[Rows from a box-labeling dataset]
────────────────────────────────────────

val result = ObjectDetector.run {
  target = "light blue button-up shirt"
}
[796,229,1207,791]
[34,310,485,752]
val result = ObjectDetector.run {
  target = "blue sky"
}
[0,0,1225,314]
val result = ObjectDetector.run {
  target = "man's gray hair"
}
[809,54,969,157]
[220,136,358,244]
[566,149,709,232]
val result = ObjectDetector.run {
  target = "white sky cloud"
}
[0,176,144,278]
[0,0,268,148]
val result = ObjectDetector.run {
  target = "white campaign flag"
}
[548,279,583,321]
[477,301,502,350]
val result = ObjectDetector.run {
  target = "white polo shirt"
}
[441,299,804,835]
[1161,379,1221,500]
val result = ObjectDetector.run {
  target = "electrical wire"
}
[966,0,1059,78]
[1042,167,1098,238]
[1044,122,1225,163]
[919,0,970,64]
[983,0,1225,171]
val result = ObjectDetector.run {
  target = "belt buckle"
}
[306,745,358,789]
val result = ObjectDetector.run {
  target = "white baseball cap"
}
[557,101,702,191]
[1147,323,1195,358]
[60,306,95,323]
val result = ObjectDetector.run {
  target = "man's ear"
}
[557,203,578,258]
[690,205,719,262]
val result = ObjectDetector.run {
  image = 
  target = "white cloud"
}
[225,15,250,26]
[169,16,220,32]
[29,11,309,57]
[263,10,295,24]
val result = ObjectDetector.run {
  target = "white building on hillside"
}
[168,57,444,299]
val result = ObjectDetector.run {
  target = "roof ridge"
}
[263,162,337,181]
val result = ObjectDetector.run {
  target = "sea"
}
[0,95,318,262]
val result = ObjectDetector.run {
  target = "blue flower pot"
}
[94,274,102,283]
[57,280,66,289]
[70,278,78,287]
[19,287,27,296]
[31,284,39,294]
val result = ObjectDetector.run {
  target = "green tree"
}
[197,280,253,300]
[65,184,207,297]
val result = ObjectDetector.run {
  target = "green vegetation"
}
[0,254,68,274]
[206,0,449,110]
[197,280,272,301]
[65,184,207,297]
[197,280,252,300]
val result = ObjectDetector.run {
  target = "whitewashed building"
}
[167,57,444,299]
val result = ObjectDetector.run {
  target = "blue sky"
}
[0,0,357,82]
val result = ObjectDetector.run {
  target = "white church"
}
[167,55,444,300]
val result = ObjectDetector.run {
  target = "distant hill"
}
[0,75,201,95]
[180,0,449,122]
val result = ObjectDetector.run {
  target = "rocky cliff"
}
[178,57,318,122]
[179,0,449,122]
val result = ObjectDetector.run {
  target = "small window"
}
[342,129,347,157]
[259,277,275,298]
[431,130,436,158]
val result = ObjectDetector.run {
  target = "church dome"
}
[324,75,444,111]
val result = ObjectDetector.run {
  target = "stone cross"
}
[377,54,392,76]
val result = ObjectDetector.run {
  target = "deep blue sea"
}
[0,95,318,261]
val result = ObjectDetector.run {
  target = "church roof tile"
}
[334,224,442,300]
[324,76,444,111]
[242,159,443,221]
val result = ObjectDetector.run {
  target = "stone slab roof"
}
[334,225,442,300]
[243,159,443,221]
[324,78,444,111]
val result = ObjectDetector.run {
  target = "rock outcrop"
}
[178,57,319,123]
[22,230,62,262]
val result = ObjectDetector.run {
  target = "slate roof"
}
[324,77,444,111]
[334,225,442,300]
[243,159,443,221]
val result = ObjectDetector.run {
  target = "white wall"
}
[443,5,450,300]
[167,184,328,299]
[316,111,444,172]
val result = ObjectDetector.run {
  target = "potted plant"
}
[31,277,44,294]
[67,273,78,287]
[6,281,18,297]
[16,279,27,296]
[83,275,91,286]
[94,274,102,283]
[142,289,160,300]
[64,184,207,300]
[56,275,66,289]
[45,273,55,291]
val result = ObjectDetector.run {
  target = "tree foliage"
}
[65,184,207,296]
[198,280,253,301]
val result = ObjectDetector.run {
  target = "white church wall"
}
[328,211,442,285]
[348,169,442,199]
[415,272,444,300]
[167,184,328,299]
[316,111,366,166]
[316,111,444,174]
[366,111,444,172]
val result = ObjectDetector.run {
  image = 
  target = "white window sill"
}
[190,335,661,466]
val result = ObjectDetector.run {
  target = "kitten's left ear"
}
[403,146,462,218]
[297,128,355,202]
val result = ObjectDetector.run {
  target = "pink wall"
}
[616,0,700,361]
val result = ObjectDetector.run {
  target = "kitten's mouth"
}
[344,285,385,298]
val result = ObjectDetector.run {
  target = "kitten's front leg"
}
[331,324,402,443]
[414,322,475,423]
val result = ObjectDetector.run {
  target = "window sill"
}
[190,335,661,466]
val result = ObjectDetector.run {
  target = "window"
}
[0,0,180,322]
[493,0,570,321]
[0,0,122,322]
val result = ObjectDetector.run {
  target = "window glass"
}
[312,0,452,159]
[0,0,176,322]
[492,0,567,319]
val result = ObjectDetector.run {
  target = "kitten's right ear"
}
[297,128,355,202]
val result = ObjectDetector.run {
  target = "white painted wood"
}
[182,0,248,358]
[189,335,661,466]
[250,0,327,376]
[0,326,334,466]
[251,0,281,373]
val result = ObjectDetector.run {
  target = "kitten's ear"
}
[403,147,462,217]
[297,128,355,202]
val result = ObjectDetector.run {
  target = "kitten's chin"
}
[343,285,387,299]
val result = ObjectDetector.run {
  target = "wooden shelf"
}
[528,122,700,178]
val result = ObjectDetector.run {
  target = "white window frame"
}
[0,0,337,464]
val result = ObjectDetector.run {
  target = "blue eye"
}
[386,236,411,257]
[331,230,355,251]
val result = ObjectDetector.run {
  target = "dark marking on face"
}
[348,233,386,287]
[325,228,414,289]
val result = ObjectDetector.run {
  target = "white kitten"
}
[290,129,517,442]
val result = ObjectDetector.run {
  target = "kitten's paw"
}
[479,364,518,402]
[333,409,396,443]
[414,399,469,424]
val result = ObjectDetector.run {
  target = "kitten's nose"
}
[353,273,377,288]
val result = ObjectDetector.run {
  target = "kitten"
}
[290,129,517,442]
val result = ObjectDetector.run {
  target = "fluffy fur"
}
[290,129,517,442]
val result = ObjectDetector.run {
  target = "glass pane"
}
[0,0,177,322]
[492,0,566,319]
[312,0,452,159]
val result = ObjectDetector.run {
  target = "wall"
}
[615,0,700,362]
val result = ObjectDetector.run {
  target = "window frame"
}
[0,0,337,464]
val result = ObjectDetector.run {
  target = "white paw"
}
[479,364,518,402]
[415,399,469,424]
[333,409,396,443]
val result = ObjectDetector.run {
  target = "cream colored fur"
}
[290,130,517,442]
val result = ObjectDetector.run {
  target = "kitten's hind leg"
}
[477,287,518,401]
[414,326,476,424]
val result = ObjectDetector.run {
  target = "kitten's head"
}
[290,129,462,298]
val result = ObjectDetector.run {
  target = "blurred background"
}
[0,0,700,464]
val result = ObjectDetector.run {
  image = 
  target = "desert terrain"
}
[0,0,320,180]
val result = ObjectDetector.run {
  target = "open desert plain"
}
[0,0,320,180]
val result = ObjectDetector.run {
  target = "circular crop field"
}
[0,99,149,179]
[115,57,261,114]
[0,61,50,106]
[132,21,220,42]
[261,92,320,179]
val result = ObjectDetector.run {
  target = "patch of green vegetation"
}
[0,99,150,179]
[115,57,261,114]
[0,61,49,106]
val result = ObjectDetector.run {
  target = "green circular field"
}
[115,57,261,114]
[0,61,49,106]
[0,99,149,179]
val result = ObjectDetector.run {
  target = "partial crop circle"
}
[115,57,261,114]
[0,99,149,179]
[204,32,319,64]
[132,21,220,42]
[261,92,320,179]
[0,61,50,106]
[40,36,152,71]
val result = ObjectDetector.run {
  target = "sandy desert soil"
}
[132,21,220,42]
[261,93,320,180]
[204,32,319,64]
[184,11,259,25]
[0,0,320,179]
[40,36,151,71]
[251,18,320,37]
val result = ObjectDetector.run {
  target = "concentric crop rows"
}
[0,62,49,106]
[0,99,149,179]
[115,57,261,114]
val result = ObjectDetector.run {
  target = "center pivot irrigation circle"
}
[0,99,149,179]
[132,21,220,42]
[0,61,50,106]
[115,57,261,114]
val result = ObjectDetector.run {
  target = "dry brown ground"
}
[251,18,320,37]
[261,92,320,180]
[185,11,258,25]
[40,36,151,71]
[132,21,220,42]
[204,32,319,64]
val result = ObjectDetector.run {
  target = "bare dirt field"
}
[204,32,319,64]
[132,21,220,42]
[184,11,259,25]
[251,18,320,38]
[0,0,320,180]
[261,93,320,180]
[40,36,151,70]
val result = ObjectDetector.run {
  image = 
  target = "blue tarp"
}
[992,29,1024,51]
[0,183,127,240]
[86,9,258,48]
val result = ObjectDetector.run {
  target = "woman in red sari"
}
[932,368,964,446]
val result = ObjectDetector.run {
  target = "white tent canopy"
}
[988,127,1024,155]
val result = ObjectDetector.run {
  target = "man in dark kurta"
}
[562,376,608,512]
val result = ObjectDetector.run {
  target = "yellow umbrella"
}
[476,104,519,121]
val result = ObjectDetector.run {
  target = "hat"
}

────────────────────────────────────────

**Exercise brief:** Return, word for word, the lines of the rows beginning with the very first one and running through the line containing "[179,0,449,122]", with both of those lines included.

**Complete output:**
val result = ObjectDetector.run {
  target = "light blue button-up shirt"
}
[796,229,1207,791]
[34,310,485,752]
val result = ObjectDetector.run {
  target = "blue sky"
}
[0,0,1225,314]
val result = ObjectDetector.run {
  target = "man's gray hair"
}
[809,54,969,157]
[220,136,358,244]
[566,149,709,232]
val result = ObjectDetector.run {
  target = "white sky cloud"
}
[0,176,144,278]
[0,0,268,148]
val result = ObjectDetector.run {
  target = "white campaign flag"
}
[548,279,583,321]
[477,301,502,350]
val result = ObjectDetector.run {
  target = "white polo shirt"
}
[441,299,804,835]
[1161,379,1221,500]
val result = ObjectDetector.run {
  target = "electrical wire"
}
[966,0,1059,78]
[1042,167,1098,238]
[1044,122,1225,163]
[919,0,970,64]
[983,0,1225,171]
val result = ObjectDetector.run {
  target = "belt buckle"
}
[306,745,358,789]
val result = ObjectDetector.run {
  target = "white baseball cap"
}
[557,101,702,191]
[1147,323,1195,358]
[60,306,95,323]
val result = ObjectDetector.run {
  target = "man's ear"
}
[557,203,578,258]
[690,205,719,262]
val result = ObjectDetector.run {
  image = 
  target = "white cloud"
}
[225,15,250,26]
[169,16,220,32]
[29,11,309,57]
[263,10,295,24]
val result = ObjectDetector.run {
  target = "white building on hillside"
}
[168,57,444,299]
val result = ObjectDetector.run {
  target = "roof ridge"
}
[263,162,337,181]
val result = ObjectDetector.run {
  target = "sea"
}
[0,95,318,262]
val result = ObjectDetector.run {
  target = "blue flower pot"
}
[94,274,102,283]
[57,280,66,289]
[70,278,78,287]
[19,287,27,296]
[31,284,39,294]
val result = ObjectDetector.run {
  target = "green tree"
}
[197,280,253,300]
[65,184,207,297]
val result = ObjectDetector.run {
  target = "green vegetation"
}
[0,254,68,274]
[206,0,449,110]
[197,280,272,301]
[65,184,207,297]
[197,280,252,300]
val result = ObjectDetector.run {
  target = "whitewashed building"
}
[167,57,444,299]
val result = ObjectDetector.run {
  target = "blue sky"
}
[0,0,357,82]
val result = ObjectDetector.run {
  target = "white church"
}
[167,55,444,300]
val result = ObjectDetector.run {
  target = "distant hill"
}
[0,75,201,95]
[180,0,449,122]
val result = ObjectDetector.run {
  target = "rocky cliff"
}
[178,57,318,122]
[179,0,449,122]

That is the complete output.